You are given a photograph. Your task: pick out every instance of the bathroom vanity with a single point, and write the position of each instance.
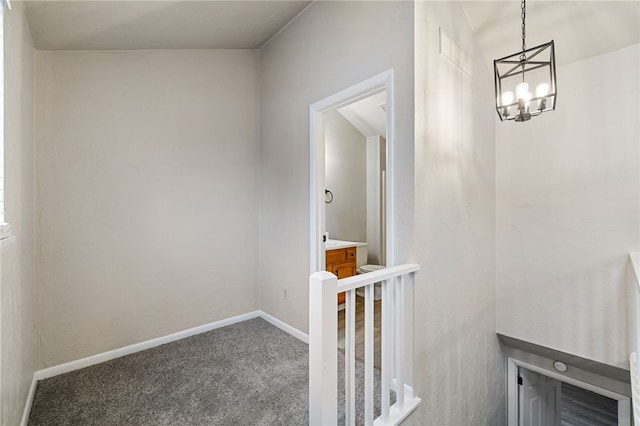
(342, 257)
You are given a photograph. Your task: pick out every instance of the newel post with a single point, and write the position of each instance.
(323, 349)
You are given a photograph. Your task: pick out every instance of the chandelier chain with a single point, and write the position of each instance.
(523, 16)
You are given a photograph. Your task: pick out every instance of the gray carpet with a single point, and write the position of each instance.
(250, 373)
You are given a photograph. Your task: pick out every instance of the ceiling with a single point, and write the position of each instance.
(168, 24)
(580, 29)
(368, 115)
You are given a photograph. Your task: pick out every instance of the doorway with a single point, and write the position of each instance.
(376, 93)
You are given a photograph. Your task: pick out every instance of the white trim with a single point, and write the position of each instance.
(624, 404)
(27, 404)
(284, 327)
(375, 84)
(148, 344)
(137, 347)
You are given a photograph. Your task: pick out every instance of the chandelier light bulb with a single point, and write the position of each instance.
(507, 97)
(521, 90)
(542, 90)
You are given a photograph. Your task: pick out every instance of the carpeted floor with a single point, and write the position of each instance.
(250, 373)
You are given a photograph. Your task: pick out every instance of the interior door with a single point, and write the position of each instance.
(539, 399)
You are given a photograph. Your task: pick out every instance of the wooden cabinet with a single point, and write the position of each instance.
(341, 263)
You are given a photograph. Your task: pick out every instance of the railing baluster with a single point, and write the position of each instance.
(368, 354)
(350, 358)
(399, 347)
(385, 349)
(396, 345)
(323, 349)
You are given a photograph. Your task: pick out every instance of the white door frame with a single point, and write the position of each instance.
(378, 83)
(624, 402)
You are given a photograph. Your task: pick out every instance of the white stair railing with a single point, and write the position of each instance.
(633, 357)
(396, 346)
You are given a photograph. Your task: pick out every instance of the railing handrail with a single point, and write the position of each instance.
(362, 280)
...
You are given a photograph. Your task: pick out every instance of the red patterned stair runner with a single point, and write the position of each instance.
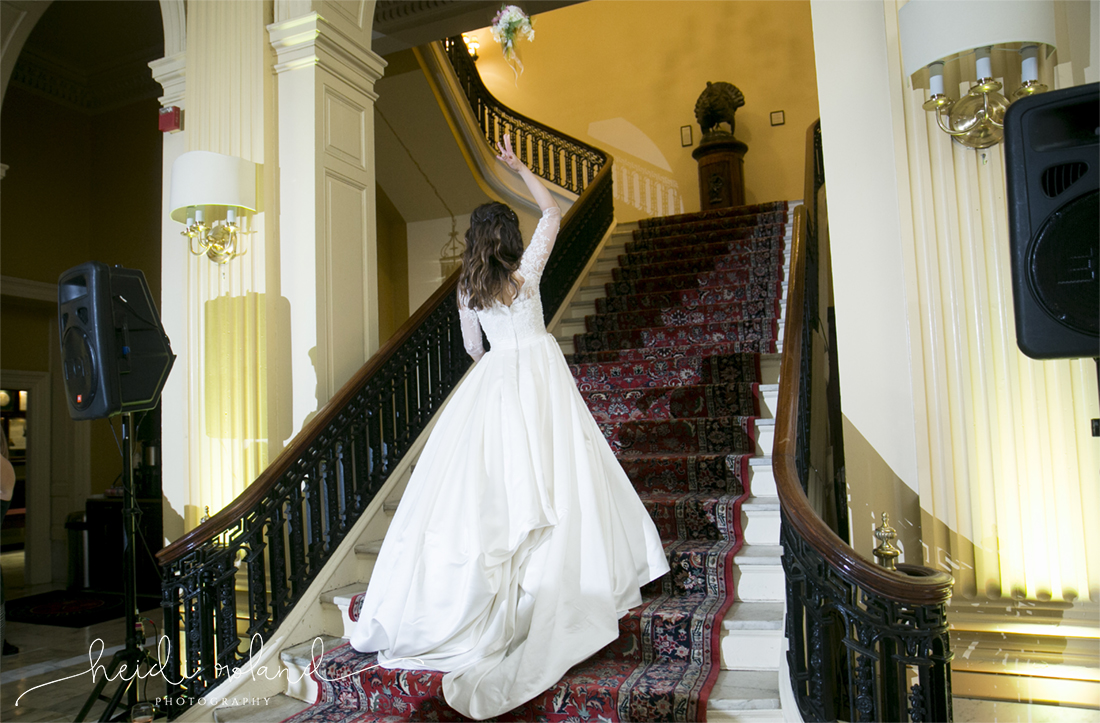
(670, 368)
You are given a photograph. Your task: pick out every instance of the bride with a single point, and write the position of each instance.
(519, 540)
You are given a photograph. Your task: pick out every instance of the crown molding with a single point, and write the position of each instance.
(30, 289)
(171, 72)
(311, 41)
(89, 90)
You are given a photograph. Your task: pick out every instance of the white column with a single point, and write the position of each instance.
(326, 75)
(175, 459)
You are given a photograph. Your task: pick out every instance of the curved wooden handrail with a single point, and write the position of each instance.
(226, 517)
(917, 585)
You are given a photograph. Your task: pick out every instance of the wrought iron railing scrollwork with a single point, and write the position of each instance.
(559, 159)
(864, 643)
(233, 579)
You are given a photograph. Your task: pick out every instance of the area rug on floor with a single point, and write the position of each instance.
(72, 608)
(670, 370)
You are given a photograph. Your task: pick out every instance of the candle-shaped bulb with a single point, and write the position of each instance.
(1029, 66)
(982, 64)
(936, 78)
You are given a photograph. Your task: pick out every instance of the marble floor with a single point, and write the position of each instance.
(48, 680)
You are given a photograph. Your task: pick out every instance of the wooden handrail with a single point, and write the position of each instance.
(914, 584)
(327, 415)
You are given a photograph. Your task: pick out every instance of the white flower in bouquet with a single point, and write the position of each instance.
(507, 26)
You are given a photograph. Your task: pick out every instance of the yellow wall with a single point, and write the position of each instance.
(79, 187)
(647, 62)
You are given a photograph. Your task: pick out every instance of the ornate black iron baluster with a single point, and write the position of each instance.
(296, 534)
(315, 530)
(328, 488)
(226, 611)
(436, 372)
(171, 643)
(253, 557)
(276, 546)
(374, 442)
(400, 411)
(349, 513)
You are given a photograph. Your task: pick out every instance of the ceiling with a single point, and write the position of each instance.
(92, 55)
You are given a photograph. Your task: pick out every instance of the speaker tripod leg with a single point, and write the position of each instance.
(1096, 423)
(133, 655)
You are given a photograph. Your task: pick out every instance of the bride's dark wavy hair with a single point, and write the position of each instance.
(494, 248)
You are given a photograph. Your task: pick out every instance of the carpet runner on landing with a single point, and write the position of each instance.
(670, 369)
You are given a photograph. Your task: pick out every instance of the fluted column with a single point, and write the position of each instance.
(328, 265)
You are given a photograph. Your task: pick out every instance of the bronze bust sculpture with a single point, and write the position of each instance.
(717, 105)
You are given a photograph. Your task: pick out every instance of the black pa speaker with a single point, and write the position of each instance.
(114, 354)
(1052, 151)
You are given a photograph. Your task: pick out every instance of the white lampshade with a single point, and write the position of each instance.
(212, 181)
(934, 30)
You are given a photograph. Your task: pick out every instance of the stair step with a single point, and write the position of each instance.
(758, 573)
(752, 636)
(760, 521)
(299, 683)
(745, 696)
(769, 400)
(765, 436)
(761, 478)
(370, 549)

**EXERCISE DETAILS:** Count the lines in the records above that contain the string "floor", treating uppercase and lowercase letters as distinct. Reply with the number alone.

**OUTPUT OF THE TASK:** 3